→ **GIVEN EXERCISE**
Each entry should be quoted word for word, including every mark of punctuation.

→ **INPUT ROWS**
□ □ □

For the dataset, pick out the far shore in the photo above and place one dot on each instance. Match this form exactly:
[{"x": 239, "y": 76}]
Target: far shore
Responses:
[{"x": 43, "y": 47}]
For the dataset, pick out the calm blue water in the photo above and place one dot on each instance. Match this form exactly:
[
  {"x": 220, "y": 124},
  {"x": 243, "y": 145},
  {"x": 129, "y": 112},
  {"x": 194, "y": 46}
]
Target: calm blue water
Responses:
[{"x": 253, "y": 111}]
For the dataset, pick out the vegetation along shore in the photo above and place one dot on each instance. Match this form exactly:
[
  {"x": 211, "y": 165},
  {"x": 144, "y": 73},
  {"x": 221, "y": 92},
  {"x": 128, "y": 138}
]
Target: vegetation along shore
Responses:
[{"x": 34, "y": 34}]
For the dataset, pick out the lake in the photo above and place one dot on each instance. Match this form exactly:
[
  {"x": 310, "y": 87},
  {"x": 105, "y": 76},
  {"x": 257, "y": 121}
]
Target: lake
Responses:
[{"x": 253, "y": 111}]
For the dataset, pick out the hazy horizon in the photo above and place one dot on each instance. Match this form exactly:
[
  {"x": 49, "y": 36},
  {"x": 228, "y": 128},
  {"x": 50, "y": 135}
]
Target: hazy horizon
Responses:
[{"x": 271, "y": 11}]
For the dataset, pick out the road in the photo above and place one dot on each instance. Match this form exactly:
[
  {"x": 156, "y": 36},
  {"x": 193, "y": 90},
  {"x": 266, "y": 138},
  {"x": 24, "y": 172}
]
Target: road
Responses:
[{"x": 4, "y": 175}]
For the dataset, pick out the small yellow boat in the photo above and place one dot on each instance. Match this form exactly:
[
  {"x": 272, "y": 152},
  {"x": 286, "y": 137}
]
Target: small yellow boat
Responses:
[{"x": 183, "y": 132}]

□ □ □

→ **FINISHED EXERCISE**
For the dataset, pick out the far shore in the photo above and place one dot on each instance. Match this form exactly:
[{"x": 239, "y": 76}]
Target: far shore
Responses:
[{"x": 43, "y": 47}]
For the dataset, pick out the calm blue water in the photo above and place one dot on each instance. Match this form exactly:
[
  {"x": 220, "y": 124},
  {"x": 243, "y": 145},
  {"x": 129, "y": 112},
  {"x": 194, "y": 46}
]
Target: calm blue water
Responses:
[{"x": 253, "y": 111}]
For the dataset, pick out the vegetation along shore in the photo above and place one dot on each instance. Match this form exactly:
[
  {"x": 211, "y": 165},
  {"x": 144, "y": 73},
  {"x": 221, "y": 92},
  {"x": 128, "y": 138}
]
Target: vegetation along shore
Responses:
[{"x": 34, "y": 34}]
For the dataset, pick out the lake in the photo above and place one dot on each instance. Match this form exactly:
[
  {"x": 310, "y": 87},
  {"x": 105, "y": 76},
  {"x": 257, "y": 121}
]
Target: lake
Responses:
[{"x": 253, "y": 111}]
For the dataset, pick out the hazy horizon in the photo above and place one dot on each instance. Match this form exactly:
[
  {"x": 49, "y": 36},
  {"x": 228, "y": 128},
  {"x": 50, "y": 135}
]
Target: hazy horizon
Responses:
[{"x": 271, "y": 11}]
For the dataset, pick out the road in the photo above and place one dot on each instance. Match this form exactly:
[
  {"x": 156, "y": 36},
  {"x": 193, "y": 90},
  {"x": 266, "y": 138},
  {"x": 24, "y": 172}
]
Target: road
Responses:
[{"x": 4, "y": 175}]
For the dataset, pick out the small yellow boat in the photo above and place one dot on each instance. Match this form exactly:
[
  {"x": 272, "y": 152},
  {"x": 286, "y": 137}
]
Target: small yellow boat
Responses:
[{"x": 183, "y": 132}]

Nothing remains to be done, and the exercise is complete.